**Brano fornito**
Queste prove di gigantismo letterario si differenziano da altre, ugualmente imponenti e radicali, come La scuola cattolica di Albinati, la trilogia del Dio impossibile di Siti o la pentalogia del Ciclo delle stelle di Covacich, non per la maestria scrittoria, ma per una sorta di coraggio speculativo, per la volontà, forse azzardata, di andare al di là della descrizione sociologica e psicologica del reale, per costruire un sistema letterario e filosofico, che sia descrittivo, esaustivo e soprattutto predittivo, insomma che provi ad aggiungere qualcosa a quello che è già stato detto e scritto dall’uomo sull’uomo, magari anticipando scoperte scientifiche, rivoluzioni antropologiche.
Ma tentare di scrivere letteratura necessaria, onnicomprensiva e finale non significa riuscirci, e in questa sede proveremo a capire se i tre potenziali capolavori sono o no accostabili, com’era nell’intento di chi li ha scritti, all’Uomo senza qualità, alla Recherche, alla Commedia, e se sì perché sì, e se no perché no, partendo dal presupposto che, per averci fatto sorgere anche solo il minimo dubbio comparatistico, queste tre opere sono certamente tra le più ambiziose che siano state scritte negli ultimi anni in Italia.
2. La filosofia poetica di Genna
Dopo una giovinezza di militanza poetica, di studi filosofici buttati, di pionierismo letterario digitale con la rivista «Carmilla», di genialità ipomaniaca e dissipativa, che lo porta persino a lavorare a Montecitorio, Giuseppe Genna, per il web Giugenna, esordisce a trent’anni con un giallo Mondadori, di quelli che si trovavano in edicola a 5900 lire, dal titolo Catrame (1999), la prima indagine dell’ispettore Guido Lopez, e avvia così una carriera di tutto rispetto come giovane penna eccentrica del giallismo italico.
Pubblicati vari chili di libri, a un certo punto decide di gettarsi nel pozzo di Alfredino dell’autofinzionalità, un’autofinzionalità non giornalistica e divulgativa come quella di Saviano, ma ben più ruvida, malsana, autocontraddittoria, e invece di diventare Carofiglio, popolarizzando la sua passione per i complotti e gli archivi segreti, diventa uno scrittore autoriale, cioè squattrinato ma di culto, con quel rivoluzionario e commercialmente suicida colpo di genio imperfetto che è Dies Irae (2006).
Nel 2018 arriva la sua prova di massimalismo, il romanzo di distopia contemporanea dal titolo History, una possente meditazione sul futuro crollato nel presente. Il libro si apre con un mirabile prologo di ottanta pagine, un monologo collettivo recitato in prima persona plurale da «noi, i bambini», un’ouverture di reminiscenze sensoriali proustiane ma nello stile impressionistico e antinarrativo di Joyce.

**Attività da svolgere**
[A] Rispondete a queste domande sul brano:
(i) A che età esordisce Giuseppe Genna?
(ii) In quale anno esce Dies Irae?
(iii) Di quante pagine è il prologo di History?
[B] Riportate parola per parola il passo del brano che va da "Pubblicati vari chili" a "Dies Irae (2006).".
Per rispondere servitevi unicamente del brano.

**Dati archiviati**

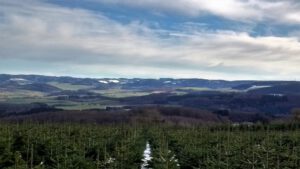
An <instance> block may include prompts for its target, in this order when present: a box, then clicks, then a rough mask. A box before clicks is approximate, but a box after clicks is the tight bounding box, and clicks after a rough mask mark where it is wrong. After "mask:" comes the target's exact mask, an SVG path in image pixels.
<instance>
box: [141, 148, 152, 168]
mask: <svg viewBox="0 0 300 169" xmlns="http://www.w3.org/2000/svg"><path fill="white" fill-rule="evenodd" d="M143 157H144V158H143V159H142V161H143V164H142V165H141V169H150V168H148V166H149V161H151V159H152V157H151V147H150V144H149V142H147V143H146V149H145V151H144V154H143Z"/></svg>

**Risposte alle attività**
[A]
(i) A trent'anni.
(ii) Nel 2006.
(iii) Di ottanta pagine.

[B]
Pubblicati vari chili di libri, a un certo punto decide di gettarsi nel pozzo di Alfredino dell’autofinzionalità, un’autofinzionalità non giornalistica e divulgativa come quella di Saviano, ma ben più ruvida, malsana, autocontraddittoria, e invece di diventare Carofiglio, popolarizzando la sua passione per i complotti e gli archivi segreti, diventa uno scrittore autoriale, cioè squattrinato ma di culto, con quel rivoluzionario e commercialmente suicida colpo di genio imperfetto che è Dies Irae (2006).